• **Requests**
A. In the Cloud Logging excerpt, how long is the retention of the _Required bucket?
B. From the Cloud Logging excerpt, reproduce word for word the passage that begins with the words containing "severity>=ERROR" and ends with "and saved/recent queries.".

--- BEGIN Source excerpt ---

Aggregated sinks (org- and folder-level centralisation)

The single most important production pattern is the aggregated sink at the organisation or folder level. With --include-children, one sink at the org node captures logs from every project under it and routes them to a central destination — a security/logging project’s BigQuery dataset or a dedicated log bucket. This is the foundation of a governed logging lake: every project’s logs land in one tamper-resistant place the SOC can query, regardless of who created the project. This pattern is the entire subject of Centralized Logging Lake on GCP for Security and Compliance — read it next if you are responsible for an estate rather than a single project.

gcloud logging sinks create org-audit-lake \
  bigquery.googleapis.com/projects/SECURITY_PROJECT/datasets/org_logs \
  --organization=ORG_ID --include-children \
  --log-filter='logName:"cloudaudit.googleapis.com"'

Cloud Logging: querying, exclusions and retention

Logs Explorer and the Logging query language

The Logs Explorer is where you read logs interactively. It uses the Logging query language (LQL) — a filter syntax over the structured fields of a LogEntry:

resource.type="cloud_run_revision"
severity>=ERROR
jsonPayload.message=~"timeout|deadline"     -- regex match
timestamp>="2026-06-14T00:00:00Z"
labels."run.googleapis.com/execution_name"="job-x-abc"

Key fields you filter on constantly: resource.type, resource.labels.*, severity (DEFAULT < DEBUG < INFO < NOTICE < WARNING < ERROR < CRITICAL < ALERT < EMERGENCY), logName, textPayload, jsonPayload.*, protoPayload.* (audit logs live here), labels.*, httpRequest.*, and trace. The Explorer gives you a histogram of volume over time, a field-summary side panel for fast facet filtering, and saved/recent queries.

Exclusions (cost control)

Not every log is worth storing. An exclusion is a rule on the _Default sink (or any sink) that drops matching entries before ingestion, so you are not billed for them. Classic targets: health-check requests to a load balancer, verbose INFO/DEBUG from a chatty service, Dataflow shuffler logs. You can exclude all or a percentage (sample, e.g. keep 10%). Exclusions are the first lever to pull when your Logging bill surprises you.

gcloud logging sinks update _Default \
  --add-exclusion=name=drop-lb-healthchecks,filter='httpRequest.requestUrl="/healthz"'

Retention

Retention is set per bucket (1–3650 days). _Required is fixed at 400 days and free. The _Default bucket defaults to 30 days. Beyond your chosen retention you keep logs cheaply by routing a copy to Cloud Storage (with object lifecycle and Bucket Lock for WORM) or BigQuery for queryable history. Ingestion is billed once at intake; storing beyond the first 30 days incurs a per-GiB retention charge, which is why archiving to GCS for multi-year compliance is usually cheaper than long bucket retention.

--- END Source excerpt ---
--- BEGIN Stored records ---

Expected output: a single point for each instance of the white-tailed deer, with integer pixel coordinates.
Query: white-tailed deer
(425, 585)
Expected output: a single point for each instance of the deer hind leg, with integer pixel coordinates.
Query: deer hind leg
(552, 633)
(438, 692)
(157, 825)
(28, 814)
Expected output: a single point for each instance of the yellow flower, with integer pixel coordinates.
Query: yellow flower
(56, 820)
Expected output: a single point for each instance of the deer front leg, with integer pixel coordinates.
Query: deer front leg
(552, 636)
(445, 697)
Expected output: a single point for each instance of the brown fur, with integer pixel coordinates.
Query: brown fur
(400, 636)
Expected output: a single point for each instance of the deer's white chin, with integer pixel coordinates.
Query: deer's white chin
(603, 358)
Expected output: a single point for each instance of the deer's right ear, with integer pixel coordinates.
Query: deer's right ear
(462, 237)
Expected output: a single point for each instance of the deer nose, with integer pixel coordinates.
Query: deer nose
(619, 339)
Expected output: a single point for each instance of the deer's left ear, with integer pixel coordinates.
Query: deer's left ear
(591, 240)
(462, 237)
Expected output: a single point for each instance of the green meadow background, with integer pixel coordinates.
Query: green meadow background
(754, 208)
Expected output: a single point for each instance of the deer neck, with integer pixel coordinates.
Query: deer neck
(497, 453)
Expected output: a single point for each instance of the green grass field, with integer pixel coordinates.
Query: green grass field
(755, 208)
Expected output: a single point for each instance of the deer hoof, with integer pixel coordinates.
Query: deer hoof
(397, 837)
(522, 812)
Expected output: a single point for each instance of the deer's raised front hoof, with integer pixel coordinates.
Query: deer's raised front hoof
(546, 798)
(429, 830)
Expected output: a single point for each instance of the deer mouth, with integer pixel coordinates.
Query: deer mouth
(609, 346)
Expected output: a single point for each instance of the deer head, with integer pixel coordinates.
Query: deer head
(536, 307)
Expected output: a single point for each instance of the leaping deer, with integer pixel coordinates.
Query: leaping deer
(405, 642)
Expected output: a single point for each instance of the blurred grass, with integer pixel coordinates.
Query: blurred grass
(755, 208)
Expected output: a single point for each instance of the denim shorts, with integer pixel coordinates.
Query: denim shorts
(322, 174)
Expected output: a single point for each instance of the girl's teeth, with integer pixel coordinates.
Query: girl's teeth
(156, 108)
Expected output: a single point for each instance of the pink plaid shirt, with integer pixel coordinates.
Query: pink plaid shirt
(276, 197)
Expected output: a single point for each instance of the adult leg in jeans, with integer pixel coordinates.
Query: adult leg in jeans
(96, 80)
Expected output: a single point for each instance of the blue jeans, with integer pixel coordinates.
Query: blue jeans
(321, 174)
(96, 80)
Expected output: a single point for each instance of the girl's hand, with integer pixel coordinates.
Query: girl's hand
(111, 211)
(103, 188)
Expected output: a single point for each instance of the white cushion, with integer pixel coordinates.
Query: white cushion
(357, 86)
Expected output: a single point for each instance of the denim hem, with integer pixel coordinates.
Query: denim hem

--- END Stored records ---

• **Per-task answers**
A. It is fixed at 400 days and is free.

B.
severity>=ERROR
jsonPayload.message=~"timeout|deadline"     -- regex match
timestamp>="2026-06-14T00:00:00Z"
labels."run.googleapis.com/execution_name"="job-x-abc"

Key fields you filter on constantly: resource.type, resource.labels.*, severity (DEFAULT < DEBUG < INFO < NOTICE < WARNING < ERROR < CRITICAL < ALERT < EMERGENCY), logName, textPayload, jsonPayload.*, protoPayload.* (audit logs live here), labels.*, httpRequest.*, and trace. The Explorer gives you a histogram of volume over time, a field-summary side panel for fast facet filtering, and saved/recent queries.